## Requirement
Which lines in the records below include the word "steel"? Report each of them in full.

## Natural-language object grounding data
::::
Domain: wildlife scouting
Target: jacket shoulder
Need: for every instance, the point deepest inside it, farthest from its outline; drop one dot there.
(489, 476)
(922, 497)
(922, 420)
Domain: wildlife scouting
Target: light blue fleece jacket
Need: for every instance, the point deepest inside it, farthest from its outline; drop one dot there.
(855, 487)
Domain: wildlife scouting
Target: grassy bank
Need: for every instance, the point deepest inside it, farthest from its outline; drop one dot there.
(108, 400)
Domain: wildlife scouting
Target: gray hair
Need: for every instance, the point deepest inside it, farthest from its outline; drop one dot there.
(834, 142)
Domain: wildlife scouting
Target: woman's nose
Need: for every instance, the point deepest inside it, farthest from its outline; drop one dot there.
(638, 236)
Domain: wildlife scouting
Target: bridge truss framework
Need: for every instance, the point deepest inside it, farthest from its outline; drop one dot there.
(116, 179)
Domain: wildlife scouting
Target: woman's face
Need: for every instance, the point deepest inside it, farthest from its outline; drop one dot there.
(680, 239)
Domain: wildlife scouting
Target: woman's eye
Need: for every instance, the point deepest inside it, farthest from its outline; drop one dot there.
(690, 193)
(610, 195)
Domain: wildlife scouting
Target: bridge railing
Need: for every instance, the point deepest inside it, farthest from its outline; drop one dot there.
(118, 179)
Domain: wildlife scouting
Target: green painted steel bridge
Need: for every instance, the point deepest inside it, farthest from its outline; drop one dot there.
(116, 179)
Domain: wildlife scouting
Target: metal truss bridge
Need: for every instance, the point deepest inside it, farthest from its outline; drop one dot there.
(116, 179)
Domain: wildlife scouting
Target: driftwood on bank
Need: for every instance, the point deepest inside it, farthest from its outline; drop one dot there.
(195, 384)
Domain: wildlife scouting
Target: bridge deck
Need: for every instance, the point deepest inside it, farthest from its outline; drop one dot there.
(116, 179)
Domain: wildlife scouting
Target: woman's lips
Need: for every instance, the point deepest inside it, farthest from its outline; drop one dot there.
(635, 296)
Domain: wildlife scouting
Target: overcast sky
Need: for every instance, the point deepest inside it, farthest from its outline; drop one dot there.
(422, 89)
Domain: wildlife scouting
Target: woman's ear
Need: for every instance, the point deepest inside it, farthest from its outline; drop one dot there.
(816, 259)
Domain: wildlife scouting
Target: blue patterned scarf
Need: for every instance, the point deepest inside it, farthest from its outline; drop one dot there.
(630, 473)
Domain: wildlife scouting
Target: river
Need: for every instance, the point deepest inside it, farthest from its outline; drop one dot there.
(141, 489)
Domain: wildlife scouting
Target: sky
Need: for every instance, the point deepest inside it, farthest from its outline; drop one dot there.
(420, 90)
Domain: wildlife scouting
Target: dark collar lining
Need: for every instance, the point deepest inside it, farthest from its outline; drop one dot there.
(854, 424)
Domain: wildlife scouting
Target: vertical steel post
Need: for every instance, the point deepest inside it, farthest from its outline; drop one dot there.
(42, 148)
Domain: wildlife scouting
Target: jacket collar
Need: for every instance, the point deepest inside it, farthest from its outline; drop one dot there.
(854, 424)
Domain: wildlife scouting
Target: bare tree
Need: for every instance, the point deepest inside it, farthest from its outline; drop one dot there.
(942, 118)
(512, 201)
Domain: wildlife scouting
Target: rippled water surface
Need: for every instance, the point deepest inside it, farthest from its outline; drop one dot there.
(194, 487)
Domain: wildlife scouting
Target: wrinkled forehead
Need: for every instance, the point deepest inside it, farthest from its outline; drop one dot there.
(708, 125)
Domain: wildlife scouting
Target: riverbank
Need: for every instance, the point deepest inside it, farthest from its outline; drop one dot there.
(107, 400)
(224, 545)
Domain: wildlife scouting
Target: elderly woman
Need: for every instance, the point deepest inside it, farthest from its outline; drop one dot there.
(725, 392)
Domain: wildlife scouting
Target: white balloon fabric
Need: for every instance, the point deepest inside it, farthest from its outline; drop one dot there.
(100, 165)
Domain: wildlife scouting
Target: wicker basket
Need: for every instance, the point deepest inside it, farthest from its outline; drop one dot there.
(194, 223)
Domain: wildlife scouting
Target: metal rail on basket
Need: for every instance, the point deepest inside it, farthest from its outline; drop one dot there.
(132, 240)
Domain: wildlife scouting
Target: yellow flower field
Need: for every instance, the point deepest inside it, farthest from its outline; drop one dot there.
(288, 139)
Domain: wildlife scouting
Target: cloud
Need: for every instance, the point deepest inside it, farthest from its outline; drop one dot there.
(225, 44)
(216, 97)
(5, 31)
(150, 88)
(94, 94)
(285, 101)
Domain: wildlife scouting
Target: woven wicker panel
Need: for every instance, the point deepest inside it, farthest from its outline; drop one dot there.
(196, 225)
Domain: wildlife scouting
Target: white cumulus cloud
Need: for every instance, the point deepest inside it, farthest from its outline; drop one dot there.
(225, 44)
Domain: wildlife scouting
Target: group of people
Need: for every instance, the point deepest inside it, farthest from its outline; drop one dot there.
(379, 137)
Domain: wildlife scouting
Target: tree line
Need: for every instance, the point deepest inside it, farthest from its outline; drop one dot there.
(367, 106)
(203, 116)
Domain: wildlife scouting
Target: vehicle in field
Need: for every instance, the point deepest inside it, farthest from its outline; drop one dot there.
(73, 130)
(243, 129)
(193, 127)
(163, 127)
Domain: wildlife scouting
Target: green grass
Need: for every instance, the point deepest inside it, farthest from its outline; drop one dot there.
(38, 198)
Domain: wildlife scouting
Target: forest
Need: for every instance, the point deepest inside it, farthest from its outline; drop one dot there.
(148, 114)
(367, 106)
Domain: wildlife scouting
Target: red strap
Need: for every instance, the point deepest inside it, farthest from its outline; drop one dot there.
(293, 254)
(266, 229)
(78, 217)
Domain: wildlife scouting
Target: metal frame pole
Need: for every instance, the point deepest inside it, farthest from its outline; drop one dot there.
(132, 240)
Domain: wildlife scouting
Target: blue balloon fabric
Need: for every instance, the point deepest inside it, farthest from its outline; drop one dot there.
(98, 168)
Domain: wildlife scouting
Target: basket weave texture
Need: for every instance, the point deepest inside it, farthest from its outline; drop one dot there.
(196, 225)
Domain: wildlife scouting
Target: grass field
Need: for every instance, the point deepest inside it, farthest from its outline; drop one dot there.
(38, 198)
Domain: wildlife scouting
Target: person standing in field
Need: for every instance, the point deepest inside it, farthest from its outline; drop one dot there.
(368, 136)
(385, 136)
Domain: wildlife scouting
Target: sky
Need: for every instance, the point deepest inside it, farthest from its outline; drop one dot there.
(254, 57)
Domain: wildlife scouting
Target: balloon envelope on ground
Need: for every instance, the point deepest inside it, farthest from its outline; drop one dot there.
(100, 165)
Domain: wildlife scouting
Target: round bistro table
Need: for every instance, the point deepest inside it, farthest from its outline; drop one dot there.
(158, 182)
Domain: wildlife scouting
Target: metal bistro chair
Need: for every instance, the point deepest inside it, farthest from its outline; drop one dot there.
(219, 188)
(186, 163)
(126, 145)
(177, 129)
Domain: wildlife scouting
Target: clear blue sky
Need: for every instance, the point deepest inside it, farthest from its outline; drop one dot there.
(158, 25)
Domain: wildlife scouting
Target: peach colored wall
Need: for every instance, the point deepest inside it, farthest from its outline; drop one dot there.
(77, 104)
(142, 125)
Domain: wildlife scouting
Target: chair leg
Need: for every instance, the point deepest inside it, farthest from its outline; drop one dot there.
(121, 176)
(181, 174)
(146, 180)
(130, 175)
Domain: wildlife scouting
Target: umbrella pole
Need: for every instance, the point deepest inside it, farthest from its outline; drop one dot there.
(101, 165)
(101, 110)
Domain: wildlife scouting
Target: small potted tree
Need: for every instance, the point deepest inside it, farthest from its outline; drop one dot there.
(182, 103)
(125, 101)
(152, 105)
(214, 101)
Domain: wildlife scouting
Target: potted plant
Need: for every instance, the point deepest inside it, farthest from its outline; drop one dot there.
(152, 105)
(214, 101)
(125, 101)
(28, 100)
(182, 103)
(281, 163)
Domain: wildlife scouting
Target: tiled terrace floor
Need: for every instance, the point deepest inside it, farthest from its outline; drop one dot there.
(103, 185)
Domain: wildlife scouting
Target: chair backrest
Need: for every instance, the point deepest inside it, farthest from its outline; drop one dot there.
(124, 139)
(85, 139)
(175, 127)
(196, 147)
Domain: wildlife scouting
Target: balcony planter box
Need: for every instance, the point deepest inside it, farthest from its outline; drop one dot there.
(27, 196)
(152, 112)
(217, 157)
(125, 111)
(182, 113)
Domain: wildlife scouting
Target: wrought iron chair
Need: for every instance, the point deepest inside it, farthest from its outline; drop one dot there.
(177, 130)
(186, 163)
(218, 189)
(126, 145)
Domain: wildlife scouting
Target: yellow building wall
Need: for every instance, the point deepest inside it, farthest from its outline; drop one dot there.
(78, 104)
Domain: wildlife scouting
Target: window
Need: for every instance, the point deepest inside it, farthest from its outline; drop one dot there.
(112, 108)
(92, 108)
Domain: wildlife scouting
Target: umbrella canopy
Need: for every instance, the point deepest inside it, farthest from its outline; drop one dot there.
::::
## Answer area
Target: green painted steel bridge
Target: vertical steel post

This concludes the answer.